◆ **RECORDED INFORMATION**
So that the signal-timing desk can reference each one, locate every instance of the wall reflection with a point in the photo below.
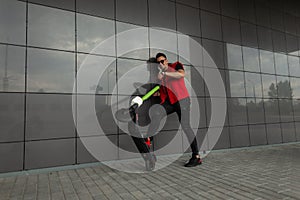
(12, 68)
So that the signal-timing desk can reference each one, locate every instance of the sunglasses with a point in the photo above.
(162, 61)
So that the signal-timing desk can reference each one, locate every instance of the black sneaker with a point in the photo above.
(150, 160)
(194, 161)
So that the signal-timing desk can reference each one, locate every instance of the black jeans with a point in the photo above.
(182, 109)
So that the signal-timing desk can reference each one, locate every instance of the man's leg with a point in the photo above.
(141, 145)
(157, 114)
(183, 111)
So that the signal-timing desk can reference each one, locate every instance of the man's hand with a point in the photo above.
(160, 76)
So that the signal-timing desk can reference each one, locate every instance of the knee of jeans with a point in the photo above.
(157, 112)
(133, 130)
(186, 127)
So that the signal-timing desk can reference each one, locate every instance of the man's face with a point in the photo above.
(162, 60)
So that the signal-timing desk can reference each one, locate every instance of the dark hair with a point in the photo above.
(160, 54)
(151, 60)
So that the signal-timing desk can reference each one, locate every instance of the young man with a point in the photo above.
(175, 98)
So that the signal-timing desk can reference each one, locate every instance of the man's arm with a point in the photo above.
(178, 74)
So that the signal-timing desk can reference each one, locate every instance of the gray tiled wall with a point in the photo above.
(43, 44)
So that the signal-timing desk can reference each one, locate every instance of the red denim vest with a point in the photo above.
(173, 88)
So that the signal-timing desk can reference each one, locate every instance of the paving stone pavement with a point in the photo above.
(264, 172)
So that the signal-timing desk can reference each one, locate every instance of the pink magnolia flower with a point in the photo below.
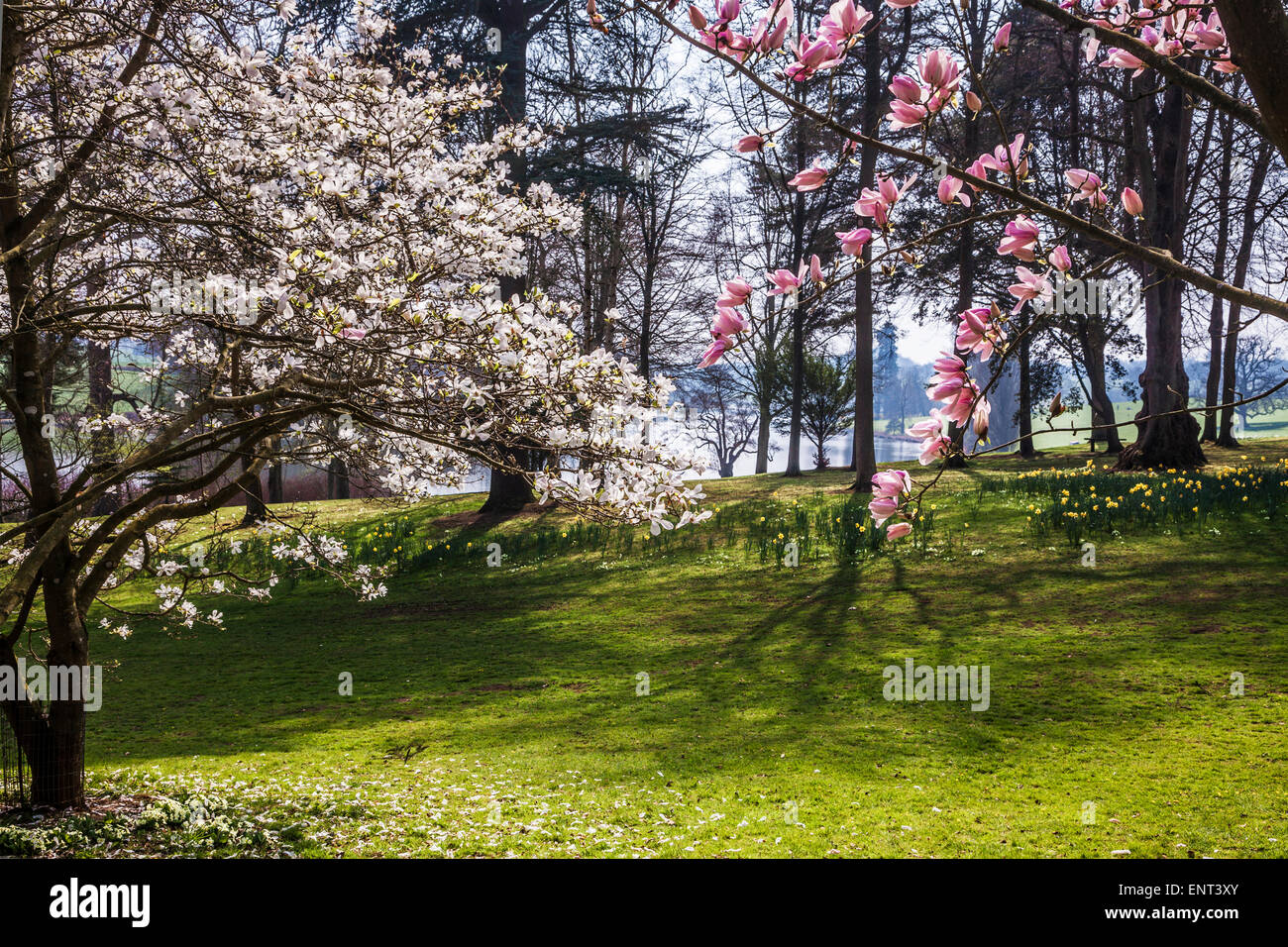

◆ **TO BE DONE**
Revise the material above so that each "signal-timing desk" becomes "survey office", leaving every other word unchanged and omitting the pictures.

◆ **RESPONSE TO THE TASK**
So that the survey office can reference each one, locate every instance of the wall reflection with a point in the photo below.
(12, 68)
So that the survey office can reference each one, locate every instance of the sunglasses with a point in the photo above.
(162, 61)
So that the survey office can reference each one, locate every instance of the black sneaker with a point in the photo above.
(150, 160)
(194, 161)
So that the survey office can reference each one, locate every instance of the black jeans with a point in the photo above.
(182, 109)
So that the survey office can reference each one, locate every instance of the man's leg with a point in the photo above.
(141, 145)
(157, 114)
(183, 111)
So that the survey office can reference each one, locate every instance of the man's hand with a point in the photo above.
(160, 76)
So that the survey office can reference each one, locate every instance of the knee of jeans with a point in the photo above.
(157, 112)
(133, 130)
(186, 127)
So that the survey office can reference each one, locate every instance of the man's face with a point in the photo above.
(162, 60)
So that the survey office can reference each one, locate every instance of the dark hair with a point in the photo above.
(160, 54)
(151, 60)
So that the survey office can reference each one, locate every instance of the young man with a point in the photo above.
(175, 98)
So that the survey office can reference each one, locate every instance of the man's arm with a point in the photo above.
(178, 74)
So that the survey office can reference each one, locate every instance of the gray tiled wall with a point in the photo above.
(43, 44)
So that the survey office can reference each one, locate every instance of the red denim vest with a point in the photo above.
(173, 88)
So that the survey office can reference each one, locate every instance of the paving stone pavement with a point in the photo above.
(264, 172)
So that the survey office can reference each one, locate every instance of the pink magnolia flower with a point in the photo below.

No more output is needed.